### WRITTEN PROBLEM
Update the post about tunneling under Interstate 5 by writing it out between "We knew this" and "can drill through.", inclusive, with "the transit agency" wherever "Sound Transit" appears.

### DOCUMENT SECTION

We knew this was coming, but it still lightens the blow of today’s stimulus news. Here are some interesting engineering details from the DJC coverage on the today‘s news:

Next month, Sound Transit is likely to award a $19.5 million contract to Condon Johnson to cut a path under Interstate 5 for the tunnels that will run between downtown Seattle and Capitol Hill. Condon Johnson’s bid was more than 30 percent under the engineer’s estimate. To make way for the tunnel boring machine, Sound Transit’s contractor will drill holes in the cylinder pile walls buried along the freeway and fill them with lean concrete that the boring machine can drill through.
These pile walls, which have giant steel beams in the middle of each cylinder, are about 50 feet deep and they keep Capitol Hill from sliding into downtown Seattle.
Gray said to anchor the walls “we’ll have steel tiebacks going from the walls more than 100 feet into the side of the hill.”

Going under a single-digit interstate through a major city while the interstate is operating will be a significant engineering feat. I hope it makes it onto Colossal Construction.

University Link will open in 2016.

### SUPPLIED DATA
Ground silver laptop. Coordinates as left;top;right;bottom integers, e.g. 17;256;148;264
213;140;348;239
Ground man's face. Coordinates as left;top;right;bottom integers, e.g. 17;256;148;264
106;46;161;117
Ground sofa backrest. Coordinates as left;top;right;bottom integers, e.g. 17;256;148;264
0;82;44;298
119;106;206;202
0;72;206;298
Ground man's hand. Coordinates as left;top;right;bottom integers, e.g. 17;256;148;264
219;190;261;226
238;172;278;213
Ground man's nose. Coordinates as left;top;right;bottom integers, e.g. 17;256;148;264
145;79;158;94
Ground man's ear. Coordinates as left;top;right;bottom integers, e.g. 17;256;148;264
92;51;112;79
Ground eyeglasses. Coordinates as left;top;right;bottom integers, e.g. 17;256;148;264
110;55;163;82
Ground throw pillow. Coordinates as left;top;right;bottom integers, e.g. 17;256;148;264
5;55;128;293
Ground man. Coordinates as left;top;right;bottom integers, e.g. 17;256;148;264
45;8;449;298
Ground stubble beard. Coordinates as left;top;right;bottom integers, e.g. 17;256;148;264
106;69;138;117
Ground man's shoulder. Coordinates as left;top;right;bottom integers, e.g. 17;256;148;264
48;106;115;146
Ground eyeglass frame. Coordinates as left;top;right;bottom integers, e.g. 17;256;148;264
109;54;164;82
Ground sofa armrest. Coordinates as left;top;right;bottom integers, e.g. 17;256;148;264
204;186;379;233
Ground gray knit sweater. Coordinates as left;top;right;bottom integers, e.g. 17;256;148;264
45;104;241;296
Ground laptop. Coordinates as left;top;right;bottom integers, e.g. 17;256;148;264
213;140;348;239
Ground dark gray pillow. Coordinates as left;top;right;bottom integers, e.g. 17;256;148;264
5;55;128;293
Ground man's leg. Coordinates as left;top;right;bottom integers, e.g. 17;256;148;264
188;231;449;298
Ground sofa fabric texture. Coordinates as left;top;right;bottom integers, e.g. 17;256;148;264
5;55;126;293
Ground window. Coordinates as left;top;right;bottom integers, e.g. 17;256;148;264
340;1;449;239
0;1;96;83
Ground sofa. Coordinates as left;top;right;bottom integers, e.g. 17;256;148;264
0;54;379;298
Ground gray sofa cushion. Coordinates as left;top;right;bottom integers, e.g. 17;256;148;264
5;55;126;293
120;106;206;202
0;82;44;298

### TASK OUTPUT
We knew this was coming, but it still lightens the blow of today’s stimulus news. Here are some interesting engineering details from the DJC coverage on the today‘s news:

Next month, the transit agency is likely to award a $19.5 million contract to Condon Johnson to cut a path under Interstate 5 for the tunnels that will run between downtown Seattle and Capitol Hill. Condon Johnson’s bid was more than 30 percent under the engineer’s estimate. To make way for the tunnel boring machine, the transit agency’s contractor will drill holes in the cylinder pile walls buried along the freeway and fill them with lean concrete that the boring machine can drill through.